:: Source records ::
····················
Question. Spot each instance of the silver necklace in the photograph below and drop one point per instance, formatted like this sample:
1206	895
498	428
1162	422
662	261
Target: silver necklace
····················
:: WHAT THE EXERCISE ASKS ::
In the records above, find every line with the word "silver" and copy it.

:: ANSWER TO THE PROBLEM ::
Question. Spot each instance of the silver necklace in the photograph below and drop one point per instance, formatted like this sample:
Target: silver necklace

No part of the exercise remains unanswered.